* [ITEMS]
— start —

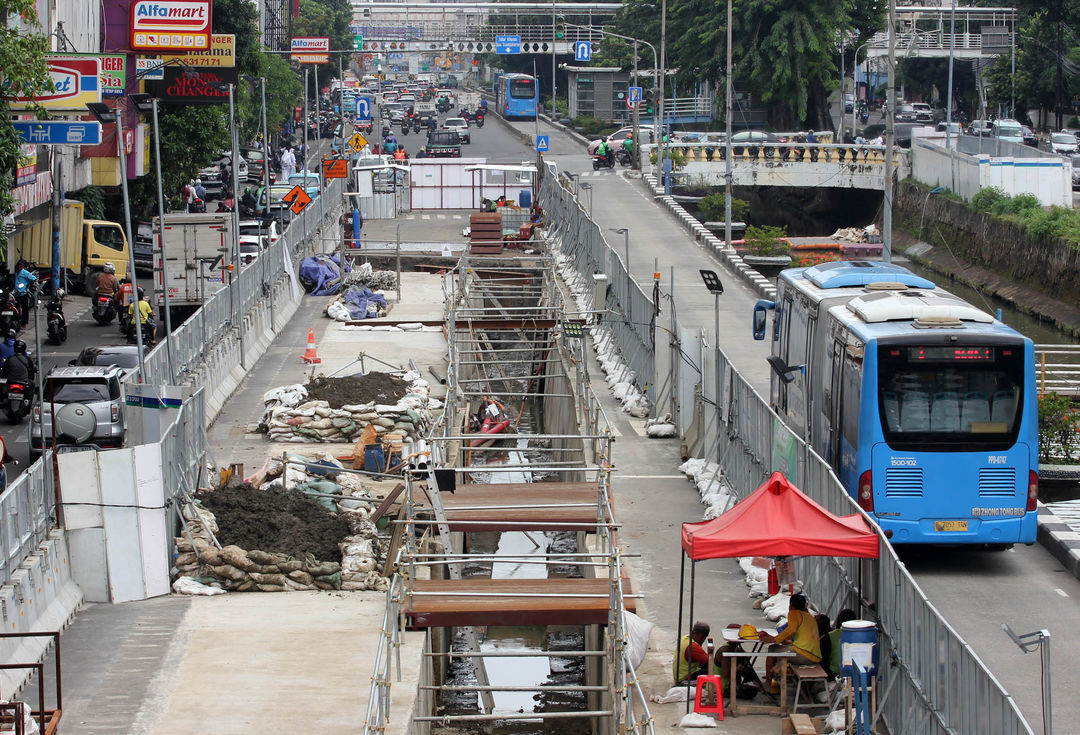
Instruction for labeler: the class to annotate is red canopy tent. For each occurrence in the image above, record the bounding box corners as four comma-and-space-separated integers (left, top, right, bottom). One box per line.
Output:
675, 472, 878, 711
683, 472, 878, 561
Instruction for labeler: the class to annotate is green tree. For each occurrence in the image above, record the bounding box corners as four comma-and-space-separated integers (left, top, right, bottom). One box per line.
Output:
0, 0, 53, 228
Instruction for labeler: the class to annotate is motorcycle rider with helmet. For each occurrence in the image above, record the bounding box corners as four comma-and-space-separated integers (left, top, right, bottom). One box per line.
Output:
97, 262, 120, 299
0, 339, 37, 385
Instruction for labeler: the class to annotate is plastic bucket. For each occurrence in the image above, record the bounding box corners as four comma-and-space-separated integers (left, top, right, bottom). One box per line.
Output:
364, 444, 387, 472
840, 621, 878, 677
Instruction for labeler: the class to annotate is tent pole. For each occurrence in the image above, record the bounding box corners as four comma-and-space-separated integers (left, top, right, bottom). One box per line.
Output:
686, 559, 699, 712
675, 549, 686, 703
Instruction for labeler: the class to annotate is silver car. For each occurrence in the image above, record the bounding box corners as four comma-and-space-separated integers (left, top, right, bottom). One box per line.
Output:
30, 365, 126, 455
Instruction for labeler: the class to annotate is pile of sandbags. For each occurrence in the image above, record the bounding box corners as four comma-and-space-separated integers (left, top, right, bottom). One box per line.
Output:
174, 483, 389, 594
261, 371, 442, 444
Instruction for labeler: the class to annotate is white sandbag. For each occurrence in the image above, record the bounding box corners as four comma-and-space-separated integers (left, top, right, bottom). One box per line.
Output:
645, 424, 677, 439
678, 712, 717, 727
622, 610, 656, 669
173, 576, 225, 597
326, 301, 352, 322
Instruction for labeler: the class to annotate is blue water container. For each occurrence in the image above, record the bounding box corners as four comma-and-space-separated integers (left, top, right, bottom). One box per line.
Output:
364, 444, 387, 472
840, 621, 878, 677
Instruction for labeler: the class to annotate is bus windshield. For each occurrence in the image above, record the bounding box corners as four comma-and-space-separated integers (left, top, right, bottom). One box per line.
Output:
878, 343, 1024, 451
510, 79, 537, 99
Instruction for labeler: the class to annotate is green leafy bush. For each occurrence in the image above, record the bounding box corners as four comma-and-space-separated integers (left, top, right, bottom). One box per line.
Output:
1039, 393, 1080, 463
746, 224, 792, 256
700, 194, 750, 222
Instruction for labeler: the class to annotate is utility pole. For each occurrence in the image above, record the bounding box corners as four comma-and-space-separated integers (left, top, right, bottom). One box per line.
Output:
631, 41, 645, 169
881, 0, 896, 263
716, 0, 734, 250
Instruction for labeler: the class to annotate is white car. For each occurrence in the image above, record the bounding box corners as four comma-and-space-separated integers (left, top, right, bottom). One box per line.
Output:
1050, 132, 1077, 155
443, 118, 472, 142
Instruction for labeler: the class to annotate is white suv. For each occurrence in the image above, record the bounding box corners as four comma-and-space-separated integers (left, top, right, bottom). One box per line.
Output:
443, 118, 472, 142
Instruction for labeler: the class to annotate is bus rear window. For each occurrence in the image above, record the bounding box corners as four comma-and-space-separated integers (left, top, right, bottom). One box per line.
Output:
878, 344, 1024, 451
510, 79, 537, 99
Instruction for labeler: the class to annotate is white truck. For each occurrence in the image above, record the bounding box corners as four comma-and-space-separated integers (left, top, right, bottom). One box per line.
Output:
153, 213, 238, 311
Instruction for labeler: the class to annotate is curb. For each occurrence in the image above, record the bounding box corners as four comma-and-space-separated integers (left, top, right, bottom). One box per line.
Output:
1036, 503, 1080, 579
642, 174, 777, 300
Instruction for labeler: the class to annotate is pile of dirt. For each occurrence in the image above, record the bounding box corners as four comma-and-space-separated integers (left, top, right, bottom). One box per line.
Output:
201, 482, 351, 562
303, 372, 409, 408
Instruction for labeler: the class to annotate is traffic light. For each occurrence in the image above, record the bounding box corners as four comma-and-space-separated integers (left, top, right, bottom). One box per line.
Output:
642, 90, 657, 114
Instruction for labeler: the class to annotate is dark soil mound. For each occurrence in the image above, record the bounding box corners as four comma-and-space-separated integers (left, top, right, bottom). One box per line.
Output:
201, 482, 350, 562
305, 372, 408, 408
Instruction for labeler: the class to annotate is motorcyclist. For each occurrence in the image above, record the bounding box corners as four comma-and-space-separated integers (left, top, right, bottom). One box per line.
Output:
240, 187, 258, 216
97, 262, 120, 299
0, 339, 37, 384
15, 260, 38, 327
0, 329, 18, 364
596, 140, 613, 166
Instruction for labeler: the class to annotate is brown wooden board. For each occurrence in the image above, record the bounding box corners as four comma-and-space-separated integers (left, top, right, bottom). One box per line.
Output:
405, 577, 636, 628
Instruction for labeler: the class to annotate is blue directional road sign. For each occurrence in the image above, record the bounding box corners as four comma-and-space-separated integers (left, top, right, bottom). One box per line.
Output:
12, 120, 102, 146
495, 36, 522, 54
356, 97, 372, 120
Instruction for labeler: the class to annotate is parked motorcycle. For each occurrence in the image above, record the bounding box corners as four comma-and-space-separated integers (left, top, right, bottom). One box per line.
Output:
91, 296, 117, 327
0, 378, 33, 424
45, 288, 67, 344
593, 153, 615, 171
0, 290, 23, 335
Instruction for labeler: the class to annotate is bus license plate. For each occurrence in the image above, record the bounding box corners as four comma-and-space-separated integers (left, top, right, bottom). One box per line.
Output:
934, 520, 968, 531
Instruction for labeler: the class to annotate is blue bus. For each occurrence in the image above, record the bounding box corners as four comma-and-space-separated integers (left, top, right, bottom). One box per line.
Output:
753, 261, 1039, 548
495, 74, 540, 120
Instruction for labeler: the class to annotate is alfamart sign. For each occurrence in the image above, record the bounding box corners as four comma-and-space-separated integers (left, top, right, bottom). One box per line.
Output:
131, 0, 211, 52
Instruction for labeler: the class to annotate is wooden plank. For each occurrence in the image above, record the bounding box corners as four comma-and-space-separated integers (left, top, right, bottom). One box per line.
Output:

— end —

* [TASK BRIEF]
Please convert every line of the listing above into a JSON list of strings, one string per line, leaving out blank lines and the picture markers.

* [EXERCISE OUTPUT]
[
  "Instruction for labeler: the class to annotate is red canopy tent. For each occurrence in the image above, record the bounding box corners as four comma-and-space-separated integers (left, top, right, bottom). One box per line.",
  "Output:",
  "675, 472, 878, 711",
  "683, 472, 878, 561",
  "Instruction for labeler: the class to annotate is green tree. For each occurrence in the image above, record the bounding box corners as four comma-and-space-separated integers (left, top, right, bottom). One box per line.",
  "Output:",
  "0, 0, 53, 228",
  "Instruction for labeler: the class to annotate is motorcycle rider with helmet. For each occurrence in the image above, record the bounding box corners as four comma-and-space-separated integers (left, top, right, bottom). One box per line.",
  "Output:",
  "97, 262, 120, 299",
  "0, 339, 37, 385",
  "Instruction for labeler: the class to annotate is plastic bucket. For each occurrence in the image above, record the bounding box corners as four comma-and-space-separated integers (left, top, right, bottom). One box per line.",
  "Output:",
  "364, 444, 387, 472",
  "840, 621, 878, 677",
  "Instruction for labeler: the class to annotate is tent pole. For each occurrence in the image above, record the bounding box corners as four comma-and-space-separated integers (left, top, right, bottom). One box per line.",
  "Output:",
  "686, 559, 699, 712",
  "675, 549, 686, 703",
  "Instruction for labeler: the class to annotate is silver car. For each occurrence in the image above, record the bounding box corners as four comma-and-space-separated integers (left, top, right, bottom). One box per line.",
  "Output:",
  "30, 365, 126, 455",
  "Instruction for labeler: the class to annotate is pile of sandbags. For each occurrence in the image above, record the bounding box corners as four comma-and-space-separated integers (left, top, right, bottom). One box per line.",
  "Output:",
  "174, 483, 389, 594",
  "261, 371, 442, 444",
  "Instruction for labeler: the class to annotate is white sandbag. For each occurrence in the image above, record the bounding box corners as four comma-and-space-separated integers (left, top, right, bottom). One box per line.",
  "Output:",
  "645, 424, 677, 439",
  "678, 712, 717, 727",
  "622, 610, 656, 669",
  "173, 576, 225, 597",
  "326, 301, 352, 322",
  "Instruction for labeler: the class to annotate is blue water container. For each occurrence in the image above, record the bounding box corners as four comma-and-space-separated integers (left, top, right, bottom). One box per line.",
  "Output:",
  "364, 444, 387, 472",
  "840, 621, 878, 677",
  "Instruction for labeler: the class to annotate is bus windshield. For each occurrence in the image above, record the bounding box corners as four comma-and-space-separated integers (left, top, right, bottom). One box per line.",
  "Output:",
  "878, 343, 1024, 451",
  "510, 79, 537, 99",
  "Instruction for labeler: the class to annotate is green leafy bush. For each occurrence in the image above, record the bounding box corners as four comma-and-space-separated integers (left, top, right, bottom). One box per line.",
  "Output:",
  "1039, 393, 1080, 463",
  "746, 224, 792, 256",
  "700, 194, 750, 222",
  "Instruction for labeler: the class to annotate is utility pole. For each occurrence in the image above, record the bounding box corners as four comma-and-space-separated integers (left, top, right, bottom). One box per line.",
  "Output:",
  "631, 41, 645, 169",
  "881, 0, 896, 263",
  "716, 0, 734, 250",
  "Instruction for labeler: the class to annotate is white car. For each occurrence in the image above, record the bounding box corners as four comma-and-space-separated integers (left, top, right, bottom). One box per line.",
  "Output:",
  "1050, 132, 1077, 155",
  "443, 118, 472, 142",
  "Instruction for labeler: the class to annotate is white suv. For each occurrence in the image above, record the bounding box corners as four comma-and-space-separated integers (left, top, right, bottom). One box per line.",
  "Output:",
  "443, 118, 472, 142",
  "Instruction for labeler: the class to annotate is bus rear window. For each occurrence in the image above, record the bounding box corners as four comma-and-space-separated integers (left, top, right, bottom). One box per line.",
  "Output:",
  "878, 344, 1024, 451",
  "510, 79, 537, 99",
  "Instruction for labeler: the class to annotate is white truck. For each occurrence in the image above, record the bounding box corners as four comma-and-space-separated integers (left, top, right, bottom). One box per line.",
  "Output:",
  "153, 213, 238, 311",
  "Instruction for labeler: the class to annotate is curb. For each occurrence in the image above, record the bounding box corners as four comma-and-space-separated integers (left, top, right, bottom). One box per line.",
  "Output:",
  "1036, 503, 1080, 579",
  "642, 174, 777, 300",
  "Instruction for labeler: the class to annotate is pile of dirt. For each occurrence in the image above, record the bounding box corners as four comma-and-space-separated integers (left, top, right, bottom). One box per line.",
  "Output:",
  "201, 482, 351, 562",
  "303, 372, 409, 408",
  "Instruction for labeler: the class to annotate is traffic light. For each occurrence in the image above, record the bounding box corners as four comma-and-space-separated integers (left, top, right, bottom). One box per line.",
  "Output:",
  "642, 90, 657, 114",
  "Instruction for labeler: the class to annotate is dark soil mound. For each occurrence in the image above, record the bounding box corners as four comma-and-space-separated integers (left, top, right, bottom). One box per line.",
  "Output:",
  "201, 482, 350, 562",
  "305, 372, 408, 408",
  "Instruction for labeler: the class to annotate is motorcyclist. For each occurrence in the image above, record the bounding box corners as four comma-and-space-separated integers (left, top, right, bottom). One box per line.",
  "Output:",
  "240, 187, 258, 216",
  "97, 262, 120, 299",
  "0, 339, 37, 384",
  "15, 260, 38, 327",
  "0, 329, 18, 364",
  "596, 140, 613, 166",
  "Instruction for labeler: the class to annotate is brown wooden board. For each occurrence in the image above, record the bounding box corners as four comma-and-space-separated integers (left, top, right, bottom). One box per line.",
  "Output:",
  "405, 577, 636, 628",
  "Instruction for labeler: the class to annotate is blue directional road sign. For each occurrence in the image above, record the bounding box corners as four comma-and-space-separated integers (left, top, right, bottom). One box per line.",
  "Output:",
  "12, 120, 102, 146",
  "495, 36, 522, 54",
  "356, 97, 372, 120",
  "Instruction for labeler: the class to annotate is parked motorcycle. For each occurrence in the image above, record the bounding box corners as four comma-and-space-separated integers (left, top, right, bottom). One box per line.",
  "Output:",
  "91, 296, 117, 327",
  "0, 378, 33, 424",
  "45, 288, 67, 344",
  "593, 153, 615, 171",
  "0, 290, 23, 335",
  "Instruction for labeler: the class to annotate is bus license plate. For each occurrence in the image above, record the bounding box corners as four comma-and-space-separated integers (left, top, right, bottom). One box per line.",
  "Output:",
  "934, 520, 968, 531",
  "Instruction for labeler: the class to annotate is blue bus. For each occurrence in the image above, record the bounding box corners as four comma-and-space-separated integers (left, top, right, bottom). One box per line.",
  "Output:",
  "753, 261, 1039, 548",
  "495, 74, 540, 120",
  "Instruction for labeler: the class to annotate is alfamart sign. For each occurrence in the image above, record the bounding box corners as four comma-and-space-separated integers (left, top, right, bottom). One box per line.",
  "Output:",
  "131, 0, 211, 52",
  "Instruction for labeler: the class to annotate is wooden plank. For each occurrence in the image above, record the bounding box corners as four comma-and-space-separated integers (left, top, right, bottom). One box per line.",
  "Output:"
]